* WORK INSTRUCTIONS *
Produce an exact transcription of the listing below, omitting the pictures.

* RECORDED INFORMATION *
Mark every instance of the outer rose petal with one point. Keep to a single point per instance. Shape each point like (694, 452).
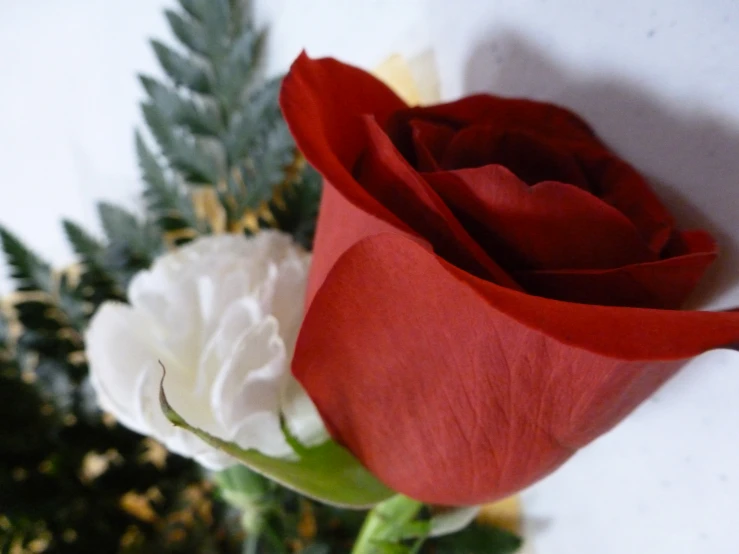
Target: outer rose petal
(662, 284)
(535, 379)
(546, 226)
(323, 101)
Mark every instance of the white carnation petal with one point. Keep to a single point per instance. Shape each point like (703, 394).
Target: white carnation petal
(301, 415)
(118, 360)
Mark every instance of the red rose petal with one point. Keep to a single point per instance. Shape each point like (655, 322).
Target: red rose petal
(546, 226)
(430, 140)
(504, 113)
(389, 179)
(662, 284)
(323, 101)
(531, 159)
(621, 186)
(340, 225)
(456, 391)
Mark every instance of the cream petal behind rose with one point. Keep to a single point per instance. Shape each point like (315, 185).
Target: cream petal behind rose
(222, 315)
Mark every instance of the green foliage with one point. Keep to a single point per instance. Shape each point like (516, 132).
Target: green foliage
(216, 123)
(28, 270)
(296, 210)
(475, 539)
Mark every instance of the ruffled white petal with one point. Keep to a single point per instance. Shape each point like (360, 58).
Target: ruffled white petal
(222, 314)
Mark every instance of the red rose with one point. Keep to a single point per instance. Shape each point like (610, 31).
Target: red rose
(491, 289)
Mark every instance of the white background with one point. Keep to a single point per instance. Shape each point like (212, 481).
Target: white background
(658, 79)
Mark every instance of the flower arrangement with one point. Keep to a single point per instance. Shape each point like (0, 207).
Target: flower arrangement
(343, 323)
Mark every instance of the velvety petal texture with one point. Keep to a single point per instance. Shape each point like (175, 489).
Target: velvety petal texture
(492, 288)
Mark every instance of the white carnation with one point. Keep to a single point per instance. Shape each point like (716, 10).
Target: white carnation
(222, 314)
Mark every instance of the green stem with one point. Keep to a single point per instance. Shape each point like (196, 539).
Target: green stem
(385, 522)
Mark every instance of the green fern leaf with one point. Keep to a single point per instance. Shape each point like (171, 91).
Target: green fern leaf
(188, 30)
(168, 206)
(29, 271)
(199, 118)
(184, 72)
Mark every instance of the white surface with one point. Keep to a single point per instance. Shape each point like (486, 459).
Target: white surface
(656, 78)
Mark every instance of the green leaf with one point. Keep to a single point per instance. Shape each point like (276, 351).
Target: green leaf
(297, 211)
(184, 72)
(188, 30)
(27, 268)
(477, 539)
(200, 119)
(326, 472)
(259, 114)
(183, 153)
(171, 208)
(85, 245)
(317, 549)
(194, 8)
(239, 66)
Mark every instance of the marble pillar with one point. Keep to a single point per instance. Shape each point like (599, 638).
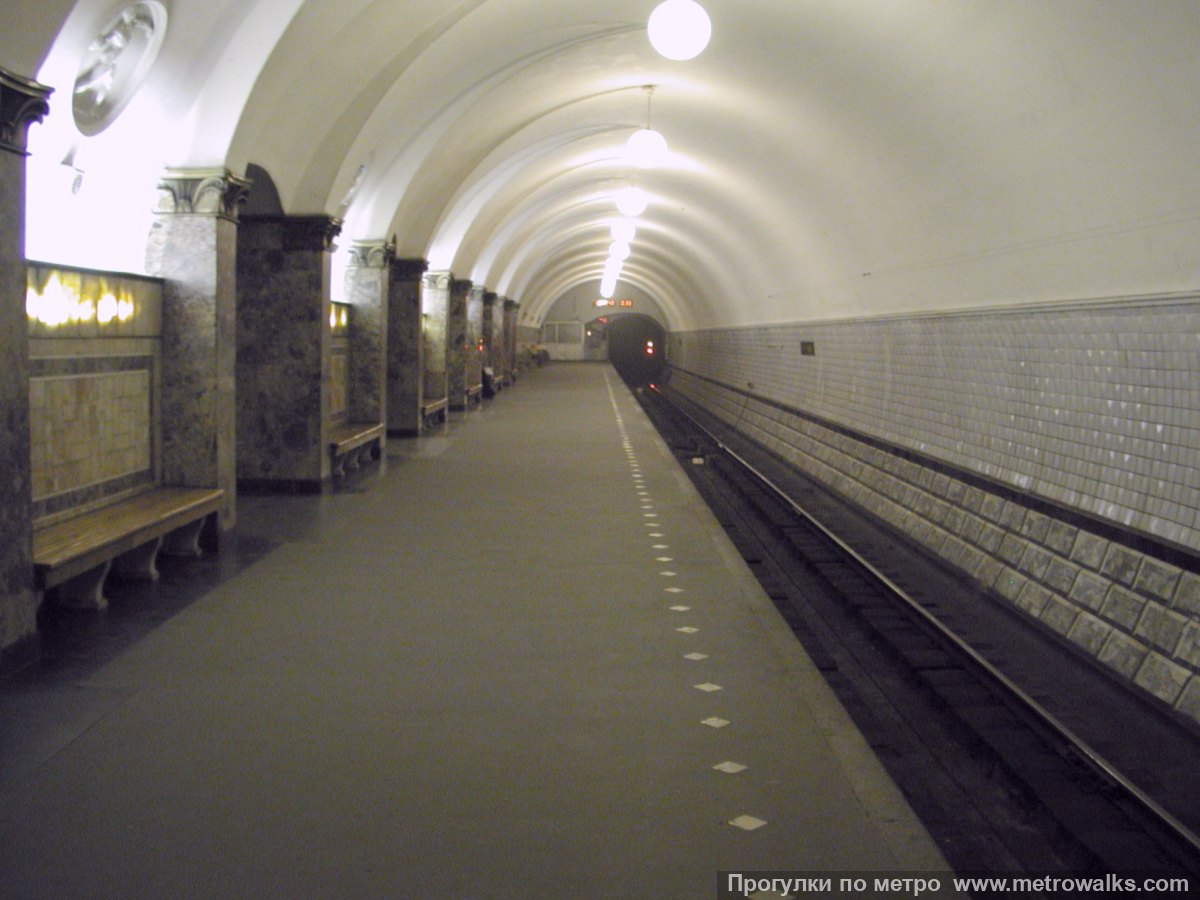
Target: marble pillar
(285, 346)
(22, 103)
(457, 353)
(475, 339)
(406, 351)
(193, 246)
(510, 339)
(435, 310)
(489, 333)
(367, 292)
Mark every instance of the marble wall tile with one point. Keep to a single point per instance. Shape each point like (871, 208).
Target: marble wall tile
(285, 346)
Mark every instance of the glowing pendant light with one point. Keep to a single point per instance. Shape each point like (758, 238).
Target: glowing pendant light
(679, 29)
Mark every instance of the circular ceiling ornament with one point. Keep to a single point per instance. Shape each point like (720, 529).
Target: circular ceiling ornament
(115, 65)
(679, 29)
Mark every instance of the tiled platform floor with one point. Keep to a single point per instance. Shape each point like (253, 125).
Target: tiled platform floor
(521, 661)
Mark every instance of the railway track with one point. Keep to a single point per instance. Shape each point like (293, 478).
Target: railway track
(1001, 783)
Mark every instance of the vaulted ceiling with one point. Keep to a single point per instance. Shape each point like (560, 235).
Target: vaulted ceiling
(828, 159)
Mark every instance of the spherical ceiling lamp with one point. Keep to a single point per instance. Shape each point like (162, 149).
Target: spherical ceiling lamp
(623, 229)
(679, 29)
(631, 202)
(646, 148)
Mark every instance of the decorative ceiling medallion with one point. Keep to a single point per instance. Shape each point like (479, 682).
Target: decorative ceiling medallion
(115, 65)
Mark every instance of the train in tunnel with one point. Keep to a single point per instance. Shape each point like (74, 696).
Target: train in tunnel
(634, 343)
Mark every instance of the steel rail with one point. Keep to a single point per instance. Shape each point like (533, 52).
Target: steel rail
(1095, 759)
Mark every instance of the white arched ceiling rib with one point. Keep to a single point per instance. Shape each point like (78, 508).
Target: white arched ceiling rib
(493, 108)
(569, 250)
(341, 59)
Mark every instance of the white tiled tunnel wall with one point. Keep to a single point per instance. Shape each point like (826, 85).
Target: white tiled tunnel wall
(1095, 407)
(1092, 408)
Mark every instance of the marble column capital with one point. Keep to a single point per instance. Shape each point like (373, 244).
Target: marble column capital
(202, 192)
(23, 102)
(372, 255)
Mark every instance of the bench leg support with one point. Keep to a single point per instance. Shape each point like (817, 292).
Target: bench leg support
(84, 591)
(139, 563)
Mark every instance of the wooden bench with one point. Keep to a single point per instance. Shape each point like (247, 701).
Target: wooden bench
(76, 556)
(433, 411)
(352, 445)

* WRITTEN ANSWER *
Mark every instance of the outer rose petal with one point. Keep to a single point per instance. Shape each point like (694, 452).
Target: outer rose petal
(662, 284)
(535, 379)
(546, 226)
(323, 101)
Mark every instance of the white carnation petal with one point. Keep to a single point per instance. Shape each point like (703, 394).
Target: white carnation petal
(301, 415)
(118, 360)
Mark every instance of the red rose petal with one point. Keep to a single point per instance. Shape each point like (655, 322).
Target: red rose petal
(546, 226)
(430, 140)
(504, 113)
(389, 179)
(662, 284)
(323, 101)
(531, 159)
(621, 186)
(340, 225)
(456, 391)
Mark every instance of the cream petal behind rose with one point. Keep to a single point per instance. Shape each point like (315, 185).
Target: cream petal behind rose
(222, 315)
Mark every instance of the green foliage with one point. Keep to a single point per instance. Shape each point like (516, 132).
Target: green foliage
(216, 123)
(28, 270)
(296, 210)
(475, 539)
Mark every instance of the ruffled white petal with one point. Keep to a single point per instance. Shape each point like (360, 58).
Target: ruffled white petal
(222, 314)
Mark every instance of the red rose with one point. Keep to a single point per instance. Shape each point like (610, 31).
Target: red rose
(491, 289)
Mark every instance of the white background with one point. Keep to a single point per instance. Shape each point like (212, 481).
Target: white background
(658, 79)
Mark every instance of the flower arrangement with one point. Keep to a single point per instance. Shape each point like (0, 207).
Target: flower arrangement
(343, 323)
Mark every instance of the velvety petal texture with one point. Keep to a single point per instance. Shape each point like (175, 489).
Target: velvety petal texture
(492, 288)
Mark every instance of the white carnation with one point. Keep to a single point per instance. Shape each point like (716, 10).
Target: white carnation
(222, 314)
Mark every instance of the green stem with one point. Keep to a single point per instance. Shape each point like (196, 539).
Target: green stem
(385, 522)
Mark every instance of the green fern leaf with one point. Keep to a single point per instance. Shape each point like (171, 91).
Target: green fern leaf
(188, 30)
(168, 206)
(29, 271)
(199, 118)
(184, 72)
Mark every instance of the white surface with one point. Keep to a single point per instance. Shape each point like (486, 459).
Target: white surface
(656, 78)
Mark every instance of the green leaf with one point. Keep to a single point per instance. Shape each point like (276, 351).
Target: green leaf
(297, 211)
(184, 72)
(188, 30)
(27, 268)
(477, 539)
(200, 119)
(326, 472)
(259, 114)
(183, 153)
(171, 208)
(85, 245)
(317, 549)
(194, 8)
(239, 66)
Mark every instance of the marble pillar with one point. Keep to a single point per instance. Shape each point like (599, 638).
Target: marble pillar
(285, 346)
(22, 103)
(457, 353)
(475, 339)
(406, 351)
(193, 246)
(510, 339)
(435, 310)
(489, 333)
(367, 292)
Mark every instance of the marble wall tile with one point. Keep to a single point per instance. Shape each point like (871, 208).
Target: marble wall tile
(285, 346)
Mark every instance of the glowing pendant light with one point. Keep to a single point per instance. Shape each point like (758, 238).
Target: glowing pendant light
(679, 29)
Mark every instance of the circular ceiling ornament with one point. Keep to a single point per instance. Shape each point like (720, 529).
Target: circular ceiling ornament
(115, 65)
(679, 29)
Mark every instance of the tiled platform floor with one point. Keep to a single point per instance. Shape each point like (253, 125).
Target: tiled platform floor
(521, 661)
Mark every instance of the railway track with one point. Keep to a single point per instance. Shape each point like (293, 478).
Target: railway track
(1001, 783)
Mark every instance of the vaulted ceiling with one point. Keep to a single point per instance. Shape each point like (560, 235).
Target: vaulted ceiling
(828, 159)
Mark every instance of the spherical ceiling lamp with one point. Keep to a single point per instance. Shape each point like (162, 149).
Target: spherical ceiling lamp
(623, 229)
(679, 29)
(631, 202)
(646, 148)
Mark every instance of the decorative ceiling medallion with one point. Keep to a single point per instance. Shape each point like (479, 682).
Target: decorative ceiling medallion
(115, 65)
Mark every instance of the train in tunnel with one point. Keep to a single point per instance. Shape each point like (74, 696).
Target: train in tunnel
(634, 343)
Mark every instance of the steel rail with one point. Keep to a single point per instance. Shape each point like (533, 52).
Target: steel rail
(1095, 759)
Mark every instance of the white arched ceiling rib with one point. Keep to a single point per instance. Shape each point like (78, 508).
Target: white arched ceiling rib
(493, 108)
(569, 250)
(341, 59)
Mark every instance of the white tiled tunnel wall with one point. Keep to a single point per instance. Shape each point like (826, 85).
Target: white tiled tunnel wall
(1095, 407)
(1092, 408)
Mark every instance of the marble column capital with one point. Keep to a single point per instance. Shape each point like (373, 244).
Target: marble column capital
(202, 192)
(23, 102)
(372, 255)
Mark every instance of the bench leg support with one point. Keep to a single point per instance. Shape each point like (817, 292).
Target: bench leg support
(84, 591)
(139, 563)
Mark every instance of the wooden bench with one point. Keep to a single point per instance. Shape each point like (247, 701).
Target: wooden bench
(76, 556)
(433, 411)
(352, 445)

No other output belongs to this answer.